In the forum thread below, what does the user jld say the point of the thread is?

Supplied text:
|---|

OK Crown here is a brand of beer, please tell me you are not drinking beer mixed with coke.


----------



## Mr. Nail

EllisRedding said:


> he didn't jog, but instead pranced lol. She couldn't take a guy running like an excited 12 yr old girl seriously (and a turn off).


So the real point of this thread is it doesn't matter what you do right, She will find something to dump you over so save your money guys. Go your own way.


----------



## Holland

FrenchFry said:


> :grin2: Crowne Royal is a brand of whiskey here.
> _Posted via Mobile Device_


Thank The Universe for that.

A man that would drink beer and coke would not be feminine, he would be certifiable.


----------



## always_alone

sapientia said:


> B suit is a uniform, that's all. Like this one:


Sure, but now that you mention it, I don't much like any kind of uniform ...


----------



## jld

Mr. Nail said:


> So the real point of this thread is it doesn't matter what you do right, She will find something to dump you over so save your money guys. Go your own way.


I think the point is Be yourself. Your authenticity will attract the right person for you.

|---|

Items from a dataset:
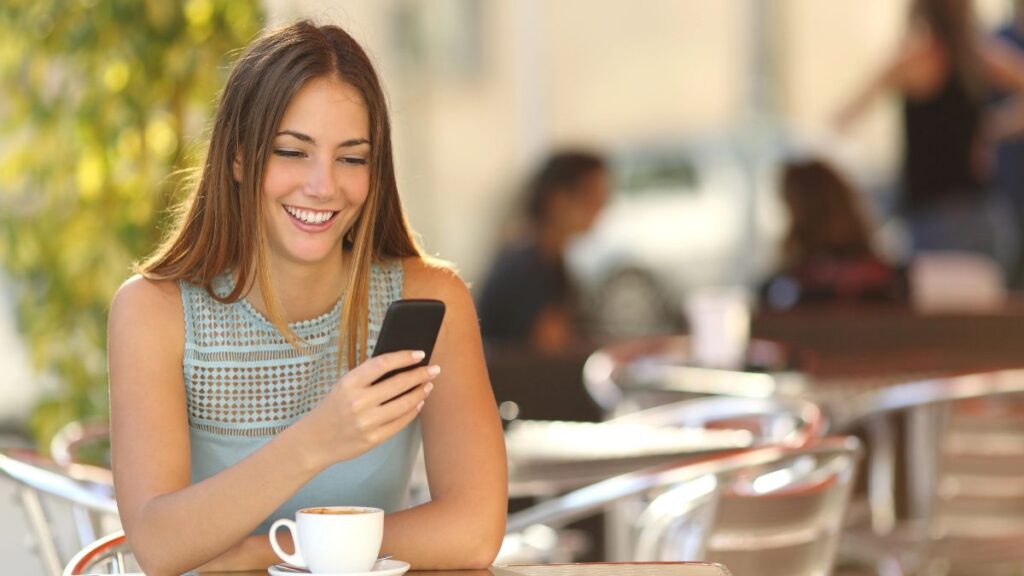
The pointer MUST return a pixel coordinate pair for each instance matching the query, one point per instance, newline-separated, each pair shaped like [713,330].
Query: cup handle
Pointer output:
[296,559]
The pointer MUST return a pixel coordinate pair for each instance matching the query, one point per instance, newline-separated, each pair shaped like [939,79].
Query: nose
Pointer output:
[321,182]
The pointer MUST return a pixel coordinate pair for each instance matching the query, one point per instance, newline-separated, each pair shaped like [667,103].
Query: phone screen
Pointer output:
[412,325]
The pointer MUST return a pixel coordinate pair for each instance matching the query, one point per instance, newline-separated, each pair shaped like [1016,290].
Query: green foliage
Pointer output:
[99,99]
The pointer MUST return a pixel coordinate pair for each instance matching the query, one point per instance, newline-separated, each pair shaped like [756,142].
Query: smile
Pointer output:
[311,217]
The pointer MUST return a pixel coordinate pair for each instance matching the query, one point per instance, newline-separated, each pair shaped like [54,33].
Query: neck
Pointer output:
[304,291]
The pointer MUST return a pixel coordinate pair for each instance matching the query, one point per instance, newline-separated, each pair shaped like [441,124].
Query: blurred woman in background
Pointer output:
[944,71]
[827,253]
[527,297]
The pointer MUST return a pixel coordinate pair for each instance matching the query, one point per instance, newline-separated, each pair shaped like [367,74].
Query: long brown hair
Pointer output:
[825,218]
[952,25]
[219,227]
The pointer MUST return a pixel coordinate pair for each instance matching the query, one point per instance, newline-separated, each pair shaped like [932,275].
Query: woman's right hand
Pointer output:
[357,415]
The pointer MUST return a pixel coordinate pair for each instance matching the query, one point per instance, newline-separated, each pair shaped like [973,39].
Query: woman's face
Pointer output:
[317,174]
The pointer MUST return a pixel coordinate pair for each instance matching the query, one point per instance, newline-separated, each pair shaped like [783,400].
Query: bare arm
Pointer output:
[174,526]
[892,76]
[1005,66]
[463,444]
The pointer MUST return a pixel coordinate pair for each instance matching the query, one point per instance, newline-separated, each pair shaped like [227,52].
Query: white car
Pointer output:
[681,215]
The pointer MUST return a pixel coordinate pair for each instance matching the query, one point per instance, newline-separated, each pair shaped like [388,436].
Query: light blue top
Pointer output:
[244,383]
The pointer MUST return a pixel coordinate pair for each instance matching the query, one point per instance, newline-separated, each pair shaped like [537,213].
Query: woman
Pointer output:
[944,72]
[527,297]
[827,254]
[240,384]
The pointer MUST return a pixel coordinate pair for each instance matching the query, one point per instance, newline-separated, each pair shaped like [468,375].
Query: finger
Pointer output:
[372,370]
[389,427]
[398,384]
[409,403]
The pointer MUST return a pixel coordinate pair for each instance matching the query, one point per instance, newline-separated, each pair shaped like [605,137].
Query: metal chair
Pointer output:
[755,510]
[110,554]
[639,373]
[45,488]
[82,443]
[549,457]
[964,448]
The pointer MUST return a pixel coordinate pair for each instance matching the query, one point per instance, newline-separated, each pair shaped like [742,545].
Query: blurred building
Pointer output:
[480,89]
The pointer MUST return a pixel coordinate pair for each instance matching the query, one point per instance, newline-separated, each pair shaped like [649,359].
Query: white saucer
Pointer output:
[381,568]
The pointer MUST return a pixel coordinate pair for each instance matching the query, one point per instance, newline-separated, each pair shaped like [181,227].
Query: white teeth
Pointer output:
[309,216]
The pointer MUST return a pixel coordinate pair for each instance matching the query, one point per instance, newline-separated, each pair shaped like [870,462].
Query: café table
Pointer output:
[585,569]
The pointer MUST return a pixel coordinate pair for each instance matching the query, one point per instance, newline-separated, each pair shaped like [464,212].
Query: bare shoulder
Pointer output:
[144,304]
[430,278]
[140,293]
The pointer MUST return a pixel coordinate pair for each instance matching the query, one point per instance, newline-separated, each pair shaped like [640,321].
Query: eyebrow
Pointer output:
[307,138]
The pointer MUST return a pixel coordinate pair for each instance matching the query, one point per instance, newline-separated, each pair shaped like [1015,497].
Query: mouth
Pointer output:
[310,219]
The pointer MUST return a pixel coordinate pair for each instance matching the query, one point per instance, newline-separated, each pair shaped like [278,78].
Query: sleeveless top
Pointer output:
[244,383]
[941,132]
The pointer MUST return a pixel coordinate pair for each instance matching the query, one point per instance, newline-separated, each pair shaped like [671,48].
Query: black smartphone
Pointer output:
[410,324]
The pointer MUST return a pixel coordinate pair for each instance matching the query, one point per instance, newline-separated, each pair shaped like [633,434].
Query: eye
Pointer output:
[288,153]
[353,160]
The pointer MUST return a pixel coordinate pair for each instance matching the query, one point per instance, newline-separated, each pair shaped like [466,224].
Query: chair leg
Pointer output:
[45,542]
[882,474]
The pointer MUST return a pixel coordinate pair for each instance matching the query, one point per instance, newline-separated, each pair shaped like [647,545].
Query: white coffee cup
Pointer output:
[333,539]
[720,325]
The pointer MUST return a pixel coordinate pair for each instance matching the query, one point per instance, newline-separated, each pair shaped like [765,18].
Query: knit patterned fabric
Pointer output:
[244,383]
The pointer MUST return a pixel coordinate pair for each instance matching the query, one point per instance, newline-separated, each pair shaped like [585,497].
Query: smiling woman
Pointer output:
[246,393]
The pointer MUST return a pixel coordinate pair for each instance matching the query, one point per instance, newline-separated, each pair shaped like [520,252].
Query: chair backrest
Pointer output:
[965,445]
[53,500]
[955,281]
[82,443]
[644,372]
[751,509]
[769,420]
[110,554]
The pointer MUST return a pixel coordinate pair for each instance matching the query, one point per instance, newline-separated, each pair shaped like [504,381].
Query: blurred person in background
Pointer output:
[241,388]
[943,72]
[1009,176]
[527,297]
[827,254]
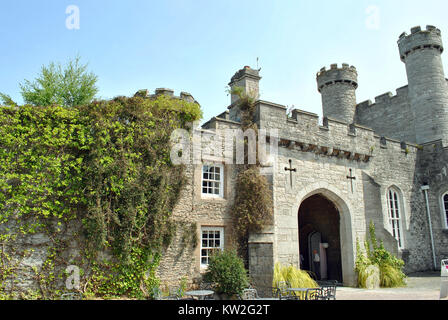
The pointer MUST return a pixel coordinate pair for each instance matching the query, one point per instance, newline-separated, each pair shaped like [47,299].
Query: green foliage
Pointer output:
[252,209]
[227,271]
[7,100]
[253,206]
[391,274]
[295,277]
[106,164]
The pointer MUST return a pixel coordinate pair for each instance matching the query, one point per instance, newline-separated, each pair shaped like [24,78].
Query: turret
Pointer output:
[338,89]
[428,91]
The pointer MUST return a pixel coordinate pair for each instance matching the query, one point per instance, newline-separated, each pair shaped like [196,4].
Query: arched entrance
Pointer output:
[319,232]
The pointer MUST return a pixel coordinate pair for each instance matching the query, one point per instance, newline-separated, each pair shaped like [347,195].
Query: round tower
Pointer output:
[428,91]
[338,89]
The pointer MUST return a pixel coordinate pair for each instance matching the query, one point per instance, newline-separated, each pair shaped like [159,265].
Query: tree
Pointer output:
[68,85]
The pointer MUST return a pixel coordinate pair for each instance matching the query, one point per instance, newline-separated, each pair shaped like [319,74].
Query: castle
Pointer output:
[384,162]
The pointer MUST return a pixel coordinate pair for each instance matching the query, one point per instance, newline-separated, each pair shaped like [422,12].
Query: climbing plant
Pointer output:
[253,206]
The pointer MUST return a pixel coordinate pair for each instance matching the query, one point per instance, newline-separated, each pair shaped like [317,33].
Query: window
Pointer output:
[394,207]
[212,180]
[445,209]
[212,238]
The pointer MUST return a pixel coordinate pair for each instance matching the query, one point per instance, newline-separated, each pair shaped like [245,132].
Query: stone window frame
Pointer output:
[210,248]
[401,214]
[444,209]
[221,181]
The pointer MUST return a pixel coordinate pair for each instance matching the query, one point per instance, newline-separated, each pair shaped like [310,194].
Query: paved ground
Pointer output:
[420,286]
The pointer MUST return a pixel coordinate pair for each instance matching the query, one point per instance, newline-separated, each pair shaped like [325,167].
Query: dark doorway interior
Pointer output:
[318,214]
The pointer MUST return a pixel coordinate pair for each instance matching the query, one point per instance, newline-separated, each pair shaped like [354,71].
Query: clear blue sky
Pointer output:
[197,45]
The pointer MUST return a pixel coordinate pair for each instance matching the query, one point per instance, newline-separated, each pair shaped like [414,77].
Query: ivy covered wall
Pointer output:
[91,186]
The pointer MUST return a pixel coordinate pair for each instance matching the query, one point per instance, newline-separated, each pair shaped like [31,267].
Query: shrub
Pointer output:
[227,271]
[391,274]
[295,277]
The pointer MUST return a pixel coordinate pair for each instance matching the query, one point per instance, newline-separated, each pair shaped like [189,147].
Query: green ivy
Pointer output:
[253,206]
[106,164]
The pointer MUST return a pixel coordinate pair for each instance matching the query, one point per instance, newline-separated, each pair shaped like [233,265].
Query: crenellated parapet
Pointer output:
[332,138]
[421,51]
[430,38]
[338,89]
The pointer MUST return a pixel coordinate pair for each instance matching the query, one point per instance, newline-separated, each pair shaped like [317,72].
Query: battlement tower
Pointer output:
[428,91]
[338,89]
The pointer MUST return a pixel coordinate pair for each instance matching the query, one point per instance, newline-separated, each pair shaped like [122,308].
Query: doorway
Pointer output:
[319,230]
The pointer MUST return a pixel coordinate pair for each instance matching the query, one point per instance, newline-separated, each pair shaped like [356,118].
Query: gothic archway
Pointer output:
[345,209]
[319,232]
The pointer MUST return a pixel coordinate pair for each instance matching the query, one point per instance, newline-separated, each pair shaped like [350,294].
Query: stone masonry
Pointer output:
[369,160]
[398,143]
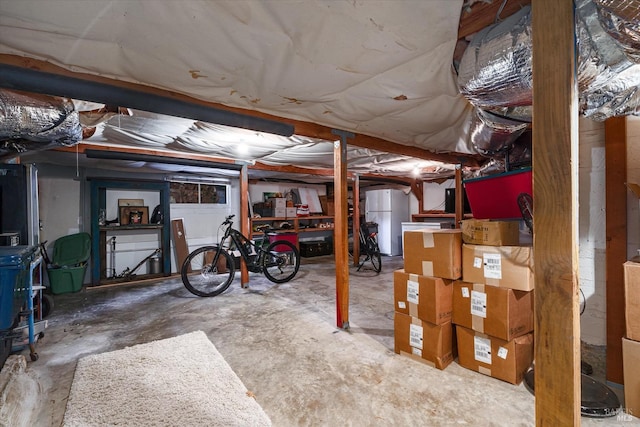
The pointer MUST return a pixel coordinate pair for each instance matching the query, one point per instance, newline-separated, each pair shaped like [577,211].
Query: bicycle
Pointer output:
[368,235]
[130,273]
[208,271]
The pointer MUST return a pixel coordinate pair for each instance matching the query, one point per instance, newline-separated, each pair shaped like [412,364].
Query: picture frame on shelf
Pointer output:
[133,215]
[130,202]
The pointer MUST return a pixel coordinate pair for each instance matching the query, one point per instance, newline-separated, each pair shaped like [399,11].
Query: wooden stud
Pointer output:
[355,223]
[340,232]
[616,231]
[244,219]
[555,197]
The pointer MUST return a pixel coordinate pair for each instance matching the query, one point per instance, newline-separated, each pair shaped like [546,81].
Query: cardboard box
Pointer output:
[504,266]
[504,360]
[490,233]
[433,253]
[631,368]
[500,312]
[424,341]
[427,298]
[632,300]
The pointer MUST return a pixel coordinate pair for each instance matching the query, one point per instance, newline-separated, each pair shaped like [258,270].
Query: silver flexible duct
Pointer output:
[621,20]
[495,72]
[34,122]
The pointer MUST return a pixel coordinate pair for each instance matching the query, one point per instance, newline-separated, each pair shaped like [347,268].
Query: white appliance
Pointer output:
[389,209]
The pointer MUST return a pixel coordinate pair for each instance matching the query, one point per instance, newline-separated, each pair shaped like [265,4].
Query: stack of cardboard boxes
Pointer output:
[423,296]
[631,344]
[492,306]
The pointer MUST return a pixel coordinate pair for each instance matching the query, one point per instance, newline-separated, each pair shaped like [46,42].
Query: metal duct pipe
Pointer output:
[621,20]
[35,122]
[492,134]
[18,78]
[496,75]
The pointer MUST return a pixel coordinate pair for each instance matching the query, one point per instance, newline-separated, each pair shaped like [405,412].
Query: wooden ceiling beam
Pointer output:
[301,128]
[482,14]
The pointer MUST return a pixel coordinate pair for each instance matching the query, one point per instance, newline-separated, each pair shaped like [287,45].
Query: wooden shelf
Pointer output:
[300,224]
[419,217]
[130,227]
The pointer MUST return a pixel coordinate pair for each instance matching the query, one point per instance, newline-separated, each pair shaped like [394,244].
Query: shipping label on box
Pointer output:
[500,312]
[632,299]
[433,252]
[427,298]
[424,341]
[490,233]
[504,266]
[504,360]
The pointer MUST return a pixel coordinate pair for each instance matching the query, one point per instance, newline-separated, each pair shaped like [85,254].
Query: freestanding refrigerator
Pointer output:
[389,209]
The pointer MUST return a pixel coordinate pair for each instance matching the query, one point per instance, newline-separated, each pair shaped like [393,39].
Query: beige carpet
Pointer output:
[180,381]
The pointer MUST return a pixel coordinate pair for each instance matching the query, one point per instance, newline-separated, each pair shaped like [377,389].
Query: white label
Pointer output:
[413,294]
[502,353]
[479,304]
[415,336]
[482,349]
[492,266]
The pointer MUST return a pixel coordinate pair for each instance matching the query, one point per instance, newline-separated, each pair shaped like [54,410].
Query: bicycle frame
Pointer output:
[246,247]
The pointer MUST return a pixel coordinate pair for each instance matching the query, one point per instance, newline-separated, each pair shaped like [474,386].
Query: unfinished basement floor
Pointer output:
[282,342]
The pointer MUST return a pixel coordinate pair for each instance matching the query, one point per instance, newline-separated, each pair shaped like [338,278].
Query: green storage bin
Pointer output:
[65,280]
[70,255]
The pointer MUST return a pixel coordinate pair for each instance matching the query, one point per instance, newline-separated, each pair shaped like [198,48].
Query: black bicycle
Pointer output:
[368,235]
[208,271]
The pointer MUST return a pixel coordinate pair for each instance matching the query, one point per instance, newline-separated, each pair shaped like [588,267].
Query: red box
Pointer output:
[496,197]
[288,236]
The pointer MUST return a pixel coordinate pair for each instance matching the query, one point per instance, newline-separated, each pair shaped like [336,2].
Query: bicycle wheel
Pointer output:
[208,271]
[281,261]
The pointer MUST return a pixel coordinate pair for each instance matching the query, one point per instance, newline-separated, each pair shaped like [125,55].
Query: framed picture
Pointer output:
[133,215]
[130,202]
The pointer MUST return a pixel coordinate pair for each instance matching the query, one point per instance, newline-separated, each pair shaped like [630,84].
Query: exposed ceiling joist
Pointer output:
[482,14]
[301,127]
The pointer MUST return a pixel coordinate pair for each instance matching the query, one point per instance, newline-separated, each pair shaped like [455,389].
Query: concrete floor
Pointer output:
[282,341]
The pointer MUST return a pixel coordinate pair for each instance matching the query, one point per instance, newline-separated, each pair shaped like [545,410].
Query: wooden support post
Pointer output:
[459,196]
[340,232]
[417,188]
[615,130]
[356,219]
[244,219]
[555,197]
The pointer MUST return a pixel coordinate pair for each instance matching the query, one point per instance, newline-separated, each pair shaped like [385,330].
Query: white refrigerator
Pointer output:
[389,209]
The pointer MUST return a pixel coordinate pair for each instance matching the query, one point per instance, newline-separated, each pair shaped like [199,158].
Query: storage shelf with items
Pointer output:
[301,224]
[132,222]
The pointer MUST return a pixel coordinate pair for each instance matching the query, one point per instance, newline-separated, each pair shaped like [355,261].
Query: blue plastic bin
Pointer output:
[15,262]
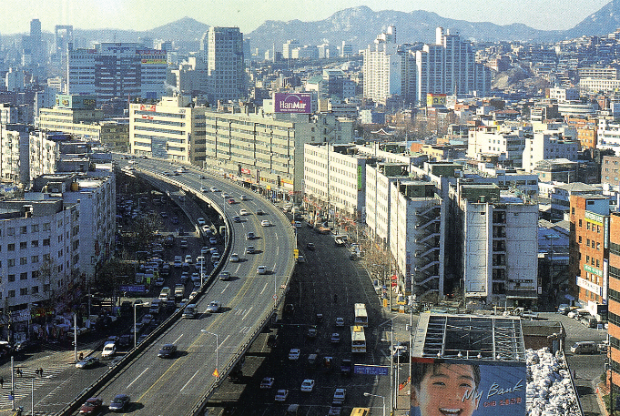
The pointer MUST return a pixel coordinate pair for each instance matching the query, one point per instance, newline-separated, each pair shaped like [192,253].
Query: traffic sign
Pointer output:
[373,370]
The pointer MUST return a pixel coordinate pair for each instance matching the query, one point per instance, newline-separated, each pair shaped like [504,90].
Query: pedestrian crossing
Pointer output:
[23,384]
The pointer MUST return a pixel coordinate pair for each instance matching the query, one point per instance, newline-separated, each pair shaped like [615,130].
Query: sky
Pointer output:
[140,15]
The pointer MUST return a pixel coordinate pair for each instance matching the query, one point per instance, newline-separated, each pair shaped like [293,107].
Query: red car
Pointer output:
[93,406]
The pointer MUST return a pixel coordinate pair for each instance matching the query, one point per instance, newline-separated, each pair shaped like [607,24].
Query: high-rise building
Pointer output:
[225,64]
[112,70]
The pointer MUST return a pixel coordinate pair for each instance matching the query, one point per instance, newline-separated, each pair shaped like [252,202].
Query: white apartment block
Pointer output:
[173,129]
[38,256]
[417,230]
[268,151]
[95,195]
[548,145]
[608,135]
[336,176]
[508,145]
[379,179]
[225,64]
[500,247]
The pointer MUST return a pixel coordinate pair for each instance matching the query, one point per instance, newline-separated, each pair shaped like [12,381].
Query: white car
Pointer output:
[294,354]
[339,396]
[281,395]
[307,385]
[267,383]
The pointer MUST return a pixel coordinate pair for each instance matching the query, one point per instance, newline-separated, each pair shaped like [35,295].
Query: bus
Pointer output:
[361,317]
[358,339]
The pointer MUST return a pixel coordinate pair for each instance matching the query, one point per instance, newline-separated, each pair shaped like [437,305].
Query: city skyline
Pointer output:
[141,15]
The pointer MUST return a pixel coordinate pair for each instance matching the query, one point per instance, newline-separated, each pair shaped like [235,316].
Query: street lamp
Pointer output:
[135,332]
[377,395]
[216,373]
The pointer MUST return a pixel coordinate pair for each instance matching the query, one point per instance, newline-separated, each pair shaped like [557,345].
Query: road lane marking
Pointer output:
[136,379]
[188,381]
[247,313]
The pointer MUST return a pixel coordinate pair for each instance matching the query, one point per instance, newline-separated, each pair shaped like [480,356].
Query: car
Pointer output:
[294,354]
[312,332]
[214,306]
[147,319]
[334,411]
[339,396]
[167,351]
[266,383]
[281,395]
[92,406]
[109,349]
[88,362]
[125,340]
[307,385]
[119,403]
[178,262]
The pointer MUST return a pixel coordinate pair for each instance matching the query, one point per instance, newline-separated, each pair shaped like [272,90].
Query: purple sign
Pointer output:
[293,103]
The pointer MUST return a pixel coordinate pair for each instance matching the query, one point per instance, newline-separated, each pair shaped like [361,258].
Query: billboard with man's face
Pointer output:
[441,387]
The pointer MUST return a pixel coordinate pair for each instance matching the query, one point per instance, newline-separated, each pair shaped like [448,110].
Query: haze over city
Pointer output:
[248,15]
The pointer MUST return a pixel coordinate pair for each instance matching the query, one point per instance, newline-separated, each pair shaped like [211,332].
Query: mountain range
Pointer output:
[361,25]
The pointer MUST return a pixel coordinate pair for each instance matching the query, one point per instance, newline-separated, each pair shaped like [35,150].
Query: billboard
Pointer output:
[293,103]
[467,387]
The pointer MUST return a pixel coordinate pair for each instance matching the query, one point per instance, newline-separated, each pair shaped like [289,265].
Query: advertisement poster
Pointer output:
[467,387]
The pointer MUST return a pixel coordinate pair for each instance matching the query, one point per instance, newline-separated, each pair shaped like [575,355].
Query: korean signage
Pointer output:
[470,387]
[293,103]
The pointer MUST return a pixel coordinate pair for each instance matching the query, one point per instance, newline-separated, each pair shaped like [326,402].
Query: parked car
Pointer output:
[119,403]
[92,406]
[167,351]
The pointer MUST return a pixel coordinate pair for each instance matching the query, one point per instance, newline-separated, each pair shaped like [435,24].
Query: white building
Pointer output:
[507,145]
[173,129]
[335,175]
[225,64]
[38,259]
[417,228]
[500,246]
[548,145]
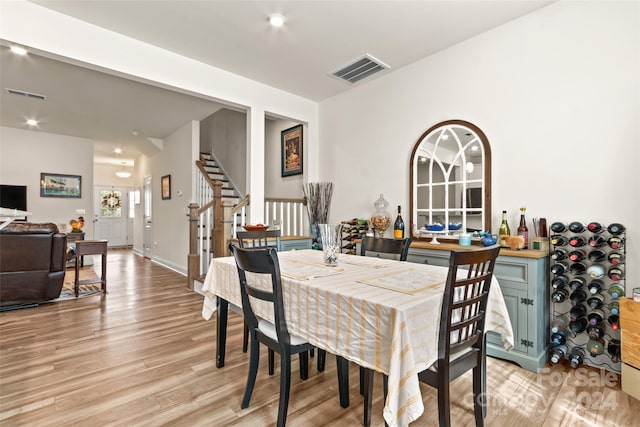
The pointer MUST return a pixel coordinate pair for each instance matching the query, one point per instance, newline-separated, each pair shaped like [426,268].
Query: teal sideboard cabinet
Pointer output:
[523,280]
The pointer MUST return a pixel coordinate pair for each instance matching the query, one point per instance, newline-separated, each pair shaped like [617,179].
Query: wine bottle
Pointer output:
[559,352]
[614,350]
[616,291]
[595,317]
[558,227]
[576,357]
[595,332]
[576,227]
[559,281]
[578,297]
[558,268]
[616,258]
[615,273]
[596,256]
[578,268]
[504,229]
[523,230]
[576,283]
[577,255]
[595,227]
[595,287]
[558,254]
[597,241]
[559,324]
[596,301]
[577,241]
[559,240]
[577,312]
[559,295]
[578,326]
[614,321]
[559,338]
[615,242]
[398,226]
[595,347]
[615,229]
[596,271]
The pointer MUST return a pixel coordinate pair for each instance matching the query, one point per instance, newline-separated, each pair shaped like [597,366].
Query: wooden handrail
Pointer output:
[286,200]
[244,202]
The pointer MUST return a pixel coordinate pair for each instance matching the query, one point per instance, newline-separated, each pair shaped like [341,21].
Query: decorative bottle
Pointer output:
[576,357]
[559,352]
[576,227]
[615,229]
[398,226]
[522,229]
[504,229]
[381,218]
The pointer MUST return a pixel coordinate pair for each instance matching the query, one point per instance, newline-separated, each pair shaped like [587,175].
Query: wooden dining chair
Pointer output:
[461,336]
[274,335]
[388,248]
[259,239]
[263,240]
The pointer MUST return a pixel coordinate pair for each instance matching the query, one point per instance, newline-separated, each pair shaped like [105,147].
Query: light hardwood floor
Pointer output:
[143,355]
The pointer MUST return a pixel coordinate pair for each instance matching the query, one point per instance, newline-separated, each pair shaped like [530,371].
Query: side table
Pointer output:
[91,247]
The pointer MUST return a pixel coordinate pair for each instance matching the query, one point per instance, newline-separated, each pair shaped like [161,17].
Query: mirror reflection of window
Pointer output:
[450,176]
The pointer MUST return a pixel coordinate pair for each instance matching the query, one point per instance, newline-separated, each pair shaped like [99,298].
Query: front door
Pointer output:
[146,218]
[110,215]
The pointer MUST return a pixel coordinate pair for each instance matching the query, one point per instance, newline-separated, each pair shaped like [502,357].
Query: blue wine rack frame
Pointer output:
[604,360]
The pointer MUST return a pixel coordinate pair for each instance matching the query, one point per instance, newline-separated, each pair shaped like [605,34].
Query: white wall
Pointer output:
[275,184]
[557,94]
[24,154]
[170,244]
[105,174]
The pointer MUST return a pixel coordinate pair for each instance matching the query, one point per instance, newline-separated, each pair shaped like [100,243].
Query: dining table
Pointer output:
[379,313]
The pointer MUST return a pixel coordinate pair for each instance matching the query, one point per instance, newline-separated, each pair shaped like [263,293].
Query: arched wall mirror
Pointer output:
[451,179]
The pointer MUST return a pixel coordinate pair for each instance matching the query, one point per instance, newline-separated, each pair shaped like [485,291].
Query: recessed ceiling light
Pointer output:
[276,20]
[18,50]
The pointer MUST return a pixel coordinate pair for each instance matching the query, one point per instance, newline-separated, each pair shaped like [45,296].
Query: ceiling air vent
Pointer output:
[27,94]
[360,68]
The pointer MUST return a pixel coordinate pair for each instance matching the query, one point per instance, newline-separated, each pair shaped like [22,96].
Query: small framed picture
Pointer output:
[166,187]
[291,151]
[57,185]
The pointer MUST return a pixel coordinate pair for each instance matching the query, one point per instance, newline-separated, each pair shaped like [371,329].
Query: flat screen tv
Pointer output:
[13,197]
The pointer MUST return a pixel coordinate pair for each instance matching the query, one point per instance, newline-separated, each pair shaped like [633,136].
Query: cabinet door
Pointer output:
[515,301]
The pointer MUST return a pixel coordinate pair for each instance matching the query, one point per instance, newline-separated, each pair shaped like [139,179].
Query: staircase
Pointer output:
[212,215]
[230,196]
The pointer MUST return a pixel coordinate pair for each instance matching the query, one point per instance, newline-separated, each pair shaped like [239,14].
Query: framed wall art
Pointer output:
[291,151]
[58,185]
[166,187]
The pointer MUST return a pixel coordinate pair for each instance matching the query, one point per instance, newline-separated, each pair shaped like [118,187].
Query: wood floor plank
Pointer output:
[143,356]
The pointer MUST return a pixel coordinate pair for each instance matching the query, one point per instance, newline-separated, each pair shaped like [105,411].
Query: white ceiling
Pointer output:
[317,38]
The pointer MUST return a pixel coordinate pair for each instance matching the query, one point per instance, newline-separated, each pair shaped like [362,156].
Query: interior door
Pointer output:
[147,233]
[110,214]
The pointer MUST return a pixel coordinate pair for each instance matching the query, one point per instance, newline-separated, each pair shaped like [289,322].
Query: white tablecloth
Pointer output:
[357,310]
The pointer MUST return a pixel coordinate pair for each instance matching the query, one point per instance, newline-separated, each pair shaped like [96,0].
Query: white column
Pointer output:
[255,164]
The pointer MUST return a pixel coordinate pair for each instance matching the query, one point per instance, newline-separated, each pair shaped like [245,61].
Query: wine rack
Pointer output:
[587,278]
[352,231]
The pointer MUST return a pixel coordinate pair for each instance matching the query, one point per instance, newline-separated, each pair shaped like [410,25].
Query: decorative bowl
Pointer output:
[489,239]
[434,227]
[257,227]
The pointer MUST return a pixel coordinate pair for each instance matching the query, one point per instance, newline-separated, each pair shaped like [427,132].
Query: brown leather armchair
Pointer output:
[32,263]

|---|

Task response: The point is to be yourself, because your authenticity will attract the right person for you.